» Exercise details: Copy the lines from the start of the records through the line holding "box: [404, 408, 481, 444]", both included, with no changes. Leave the pictures out of your copy.

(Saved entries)
◇ ◇ ◇ ◇

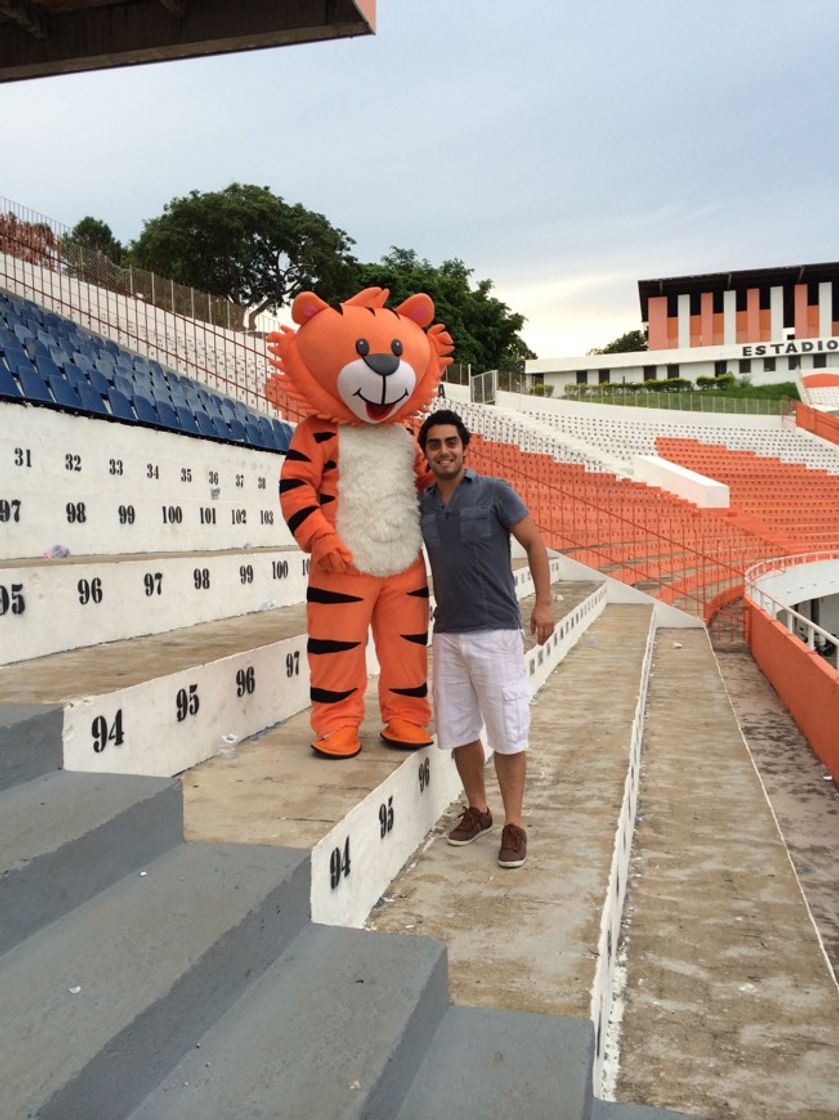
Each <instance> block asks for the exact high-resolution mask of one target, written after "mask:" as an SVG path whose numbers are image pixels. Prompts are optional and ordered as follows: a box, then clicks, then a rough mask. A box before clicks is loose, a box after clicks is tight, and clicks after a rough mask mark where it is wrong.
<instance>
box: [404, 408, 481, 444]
mask: <svg viewBox="0 0 839 1120" xmlns="http://www.w3.org/2000/svg"><path fill="white" fill-rule="evenodd" d="M444 423H450V424H451V426H453V427H454V428H457V435H458V436H459V437H460V442H462V444H463V446H464V448H466V447H468V446H469V439H470V438H472V437H470V435H469V429H468V428H467V427H466V424H465V423H464V422H463V420H462V419H460V417H459V416H458V414H457V412H453V411H451V409H438V410H437V411H436V412H431V413H430V416H427V417H426V419H425V420H423V421H422V427H421V428H420V430H419V432H418V435H417V442H418V444H419V446H420V447H421V448H422V450H423V451H425V449H426V440H427V439H428V432H429V430H430V429H431V428H436V427H437V426H438V424H444Z"/></svg>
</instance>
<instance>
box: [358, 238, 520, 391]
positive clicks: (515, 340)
mask: <svg viewBox="0 0 839 1120" xmlns="http://www.w3.org/2000/svg"><path fill="white" fill-rule="evenodd" d="M472 272H473V270H472V269H468V268H467V267H466V265H465V264H464V262H463V261H462V260H458V259H457V258H454V259H453V260H448V261H444V262H442V264H440V265H439V268H436V267H435V265H434V264H431V263H430V261H427V260H425V259H422V258H420V256H419V255H418V254H417V253H416V252H414V251H413V250H412V249H398V248H397V246H395V245H393V246H391V250H390V252H389V253H386V254H385V255H384V256H383V258H382V260H381V261H379V263H376V264H362V265H360V267H358V269H357V270H356V274H355V278H354V279H355V281H356V282H357V283H356V286H357V287H360V288H371V287H374V286H376V287H381V288H389V289H390V291H391V299H390V302H391V304H392V305H395V304H399V302H401V301H402V300H403V299H407V298H408V296H411V295H412V293H413V292H417V291H425V292H427V293H428V295H429V296H430V297H431V299H432V300H434V302H435V312H436V314H435V318H436V319H437V320H439V321H441V323H445V324H446V327H447V328H448V329H449V332H450V333H451V337H453V338H454V339H455V361H456V362H462V363H464V364H465V363H470V364H472V365H473V366H475V367H476V368H477V370H478V371H481V370H518V368H520V367H521V365H522V363H523V362H524V360H525V358H532V357H535V354H533V352H532V351H531V349H529V348H528V346H526V344H525V343H524V340H523V339H522V338H521V336H520V334H519V332H520V330H521V329H522V327H523V326H524V321H525V319H524V316H523V315H516V314H515V312H513V311H511V310H510V308H509V307H507V306H506V304H504V302H502V301H501V300H500V299H497V298H496V297H495V296H493V295H492V288H493V283H492V280H479V281H478V282H477V284H475V287H473V286H472ZM348 295H351V291H349V290H346V291H345V292H344V293H343V295H342V298H343V299H345V298H346V297H347V296H348Z"/></svg>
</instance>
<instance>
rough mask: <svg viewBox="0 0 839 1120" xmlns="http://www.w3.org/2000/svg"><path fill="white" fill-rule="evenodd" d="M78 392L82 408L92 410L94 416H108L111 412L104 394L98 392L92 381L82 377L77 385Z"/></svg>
mask: <svg viewBox="0 0 839 1120" xmlns="http://www.w3.org/2000/svg"><path fill="white" fill-rule="evenodd" d="M76 392H77V393H78V399H80V400H81V402H82V408H83V409H84V410H85V412H91V413H93V416H97V417H106V416H110V414H111V413H110V412H109V411H108V409H106V408H105V402H104V401H103V400H102V396H101V395H100V394H99V393H97V392H96V390H95V389H94V388H93V385H91V384H90V382H87V381H85V380H84V379H82V381H80V382H78V384H77V385H76Z"/></svg>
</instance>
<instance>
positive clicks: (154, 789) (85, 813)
mask: <svg viewBox="0 0 839 1120" xmlns="http://www.w3.org/2000/svg"><path fill="white" fill-rule="evenodd" d="M566 590H567V591H568V590H569V589H568V588H566ZM589 600H590V588H586V589H585V591H584V594H582V595H581V596H578V597H575V596H574V595H571V594H568V595H567V598H566V600H565V601H566V610H565V613H566V619H565V622H563V629H565V628H566V627H570V626H571V625H572V622H574V619H575V617H576V618H578V619H579V618H580V617H582V616H584V615H585V604H586V603H588V601H589ZM291 610H295V608H291ZM59 656H62V655H59ZM30 664H34V663H30ZM24 668H25V665H22V664H19V665H15V666H10V669H9V670H8V671H10V672H15V673H18V672H20V671H22V670H24ZM537 668H539V666H537V665H535V662H534V669H537ZM58 712H59V713H60V709H58ZM3 713H4V715H3V721H2V725H0V791H2V792H0V851H2V874H1V875H0V952H1V953H2V955H0V1006H2V1007H3V1012H4V1014H3V1016H2V1020H0V1084H2V1085H3V1096H2V1102H3V1103H2V1116H3V1117H4V1118H6V1117H8V1118H9V1120H18V1118H21V1120H22V1118H39V1120H122V1118H127V1120H128V1118H131V1120H152V1118H160V1120H162V1118H167V1120H181V1118H184V1120H186V1118H192V1117H194V1118H196V1120H197V1118H198V1117H201V1118H202V1120H205V1118H206V1120H212V1118H217V1120H223V1118H224V1120H227V1118H232V1117H251V1116H252V1117H258V1116H259V1117H265V1118H268V1117H271V1118H276V1120H291V1118H297V1117H317V1118H319V1120H328V1118H333V1117H342V1118H349V1117H360V1118H361V1117H369V1118H381V1120H385V1118H388V1120H395V1118H399V1120H435V1118H437V1117H440V1118H442V1117H444V1116H446V1117H449V1116H450V1114H451V1113H453V1111H454V1112H455V1113H457V1114H462V1116H466V1117H476V1118H478V1117H479V1118H487V1120H493V1118H496V1117H497V1118H498V1120H500V1118H501V1117H509V1116H510V1114H511V1111H512V1110H514V1109H515V1110H516V1111H519V1113H520V1114H526V1116H528V1117H529V1118H531V1120H540V1118H544V1120H548V1118H552V1120H578V1118H579V1120H585V1118H595V1117H596V1118H599V1120H607V1118H609V1117H615V1118H619V1120H628V1118H631V1117H632V1118H638V1120H641V1118H642V1117H643V1118H653V1117H666V1116H672V1114H670V1113H663V1112H658V1111H655V1110H646V1109H642V1110H640V1111H638V1110H637V1109H633V1110H631V1111H625V1108H626V1107H624V1105H619V1104H609V1103H605V1102H599V1101H596V1100H594V1098H593V1093H591V1065H593V1060H594V1052H595V1032H594V1027H593V1024H591V1023H590V1021H588V1020H587V1019H586V1018H585V1017H580V1018H569V1017H562V1016H556V1015H542V1014H531V1012H521V1011H500V1010H494V1009H481V1008H468V1007H455V1006H451V1002H450V996H449V987H448V954H447V950H446V946H445V945H444V944H442V943H440V942H439V941H437V940H432V939H428V937H417V936H405V935H404V934H399V935H397V934H389V933H382V932H372V931H363V930H357V928H347V927H344V926H341V925H332V926H325V925H320V924H316V923H313V922H311V909H310V907H311V875H313V870H311V869H313V856H311V855H310V852H309V850H308V847H307V848H302V849H293V848H288V847H282V846H278V847H272V846H268V844H251V843H229V842H222V843H218V842H203V841H196V842H189V843H186V842H184V840H183V804H181V791H180V782H178V781H177V780H173V778H168V777H150V776H137V775H122V774H120V775H115V774H95V773H94V774H91V773H86V774H84V773H69V772H66V771H60V769H57V768H56V763H57V762H58V760H60V757H62V750H63V746H62V734H63V732H62V722H60V720H59V719H58V718H57V716H56V709H55V708H50V707H44V708H39V707H37V706H35V707H22V706H18V707H16V708H6V709H3ZM299 719H301V720H304V719H305V716H301V717H299ZM297 734H298V735H299V731H298V732H297ZM261 743H262V740H257V743H255V744H254V749H258V748H259V747H260V744H261ZM241 749H242V754H244V753H245V750H246V749H248V748H246V747H243V748H241ZM367 749H369V748H365V752H367ZM391 755H392V753H391ZM362 757H364V756H362ZM416 764H417V758H416V756H413V757H410V758H408V759H404V760H401V759H400V760H399V762H398V764H394V765H397V772H399V769H400V768H404V769H405V771H407V772H409V775H410V781H411V782H413V781H414V774H413V769H414V766H416ZM220 765H222V760H221V759H217V760H211V762H208V763H205V764H204V767H205V768H206V767H208V768H209V769H212V768H213V767H218V766H220ZM372 768H373V769H375V766H373V767H372ZM229 769H232V767H229ZM327 771H328V772H330V773H332V774H335V773H336V771H335V768H334V767H329V766H328V765H327ZM193 773H194V774H196V776H197V775H198V774H199V773H201V767H199V769H198V771H196V772H193ZM240 773H241V772H240ZM347 773H348V772H347ZM381 778H382V774H381V768H380V773H379V775H377V777H375V778H374V780H373V782H372V786H373V788H372V791H370V792H365V791H364V790H357V791H355V792H354V794H353V796H354V799H355V800H356V801H357V800H358V799H361V801H362V802H363V801H364V799H365V796H366V797H367V799H370V796H371V793H372V795H373V802H374V803H375V804H377V801H379V800H380V797H381V794H380V793H379V787H380V785H381ZM376 783H377V784H376ZM287 796H288V797H290V799H292V800H293V799H295V797H296V796H299V790H298V791H297V794H296V793H295V790H293V786H292V785H291V784H290V783H289V786H288V790H287ZM449 796H450V795H449ZM280 815H281V814H280ZM345 815H347V816H348V815H351V814H345ZM327 828H328V825H327ZM367 831H370V827H369V825H367ZM274 842H276V841H274ZM413 846H414V847H416V842H414V844H413ZM388 878H389V876H385V878H383V879H382V883H381V886H380V887H379V888H377V889H379V890H380V892H381V890H382V889H383V888H384V885H385V884H386V881H388ZM522 1110H523V1111H522Z"/></svg>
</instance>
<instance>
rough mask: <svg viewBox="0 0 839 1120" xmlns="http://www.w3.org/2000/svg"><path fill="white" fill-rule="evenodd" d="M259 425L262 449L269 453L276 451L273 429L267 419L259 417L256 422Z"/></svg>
mask: <svg viewBox="0 0 839 1120" xmlns="http://www.w3.org/2000/svg"><path fill="white" fill-rule="evenodd" d="M257 422H258V423H259V430H260V435H261V437H262V447H264V448H265V449H267V450H269V451H276V450H278V447H277V437H276V436H274V430H273V427H272V426H271V421H270V420H269V419H268V417H260V418H259V420H258V421H257Z"/></svg>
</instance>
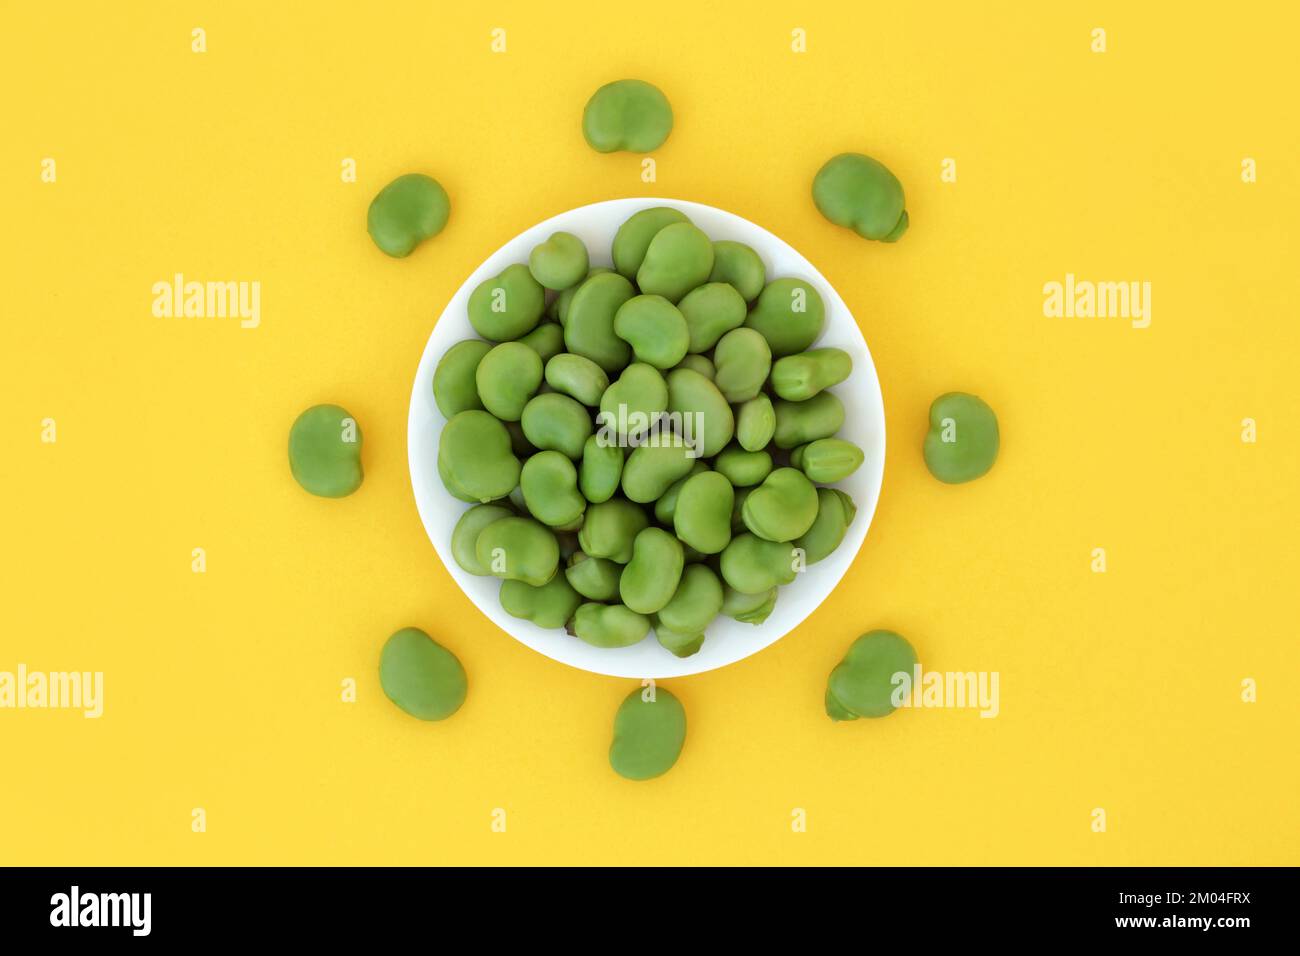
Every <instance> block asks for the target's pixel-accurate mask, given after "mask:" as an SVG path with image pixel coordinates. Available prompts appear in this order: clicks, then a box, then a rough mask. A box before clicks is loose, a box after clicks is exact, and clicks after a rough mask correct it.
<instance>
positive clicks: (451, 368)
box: [433, 338, 491, 419]
mask: <svg viewBox="0 0 1300 956" xmlns="http://www.w3.org/2000/svg"><path fill="white" fill-rule="evenodd" d="M490 351H491V342H484V341H482V339H481V338H467V339H465V341H463V342H456V343H455V345H454V346H451V347H450V349H447V351H446V354H445V355H443V356H442V358H441V359H438V365H437V368H434V369H433V401H434V405H437V406H438V411H441V412H442V416H443V418H447V419H450V418H451V416H452V415H455V414H456V412H458V411H465V410H467V408H482V407H484V403H482V402H481V401H480V398H478V386H477V385H474V372H476V371H478V363H480V362H482V360H484V355H486V354H487V352H490Z"/></svg>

◇ ◇ ◇ ◇

» Answer to this task:
Each <instance> block asks for the exact high-resolution mask of one target, written after "mask:" as an SVG path whose numbers are image pixels. Prompts are optional and ordered as follows: a box, then clicks, then a rough mask. A box before clicks is loose, a box after clicks is tight, and clicks after a rough mask mark where it is wrong.
<instance>
box: [404, 408, 481, 444]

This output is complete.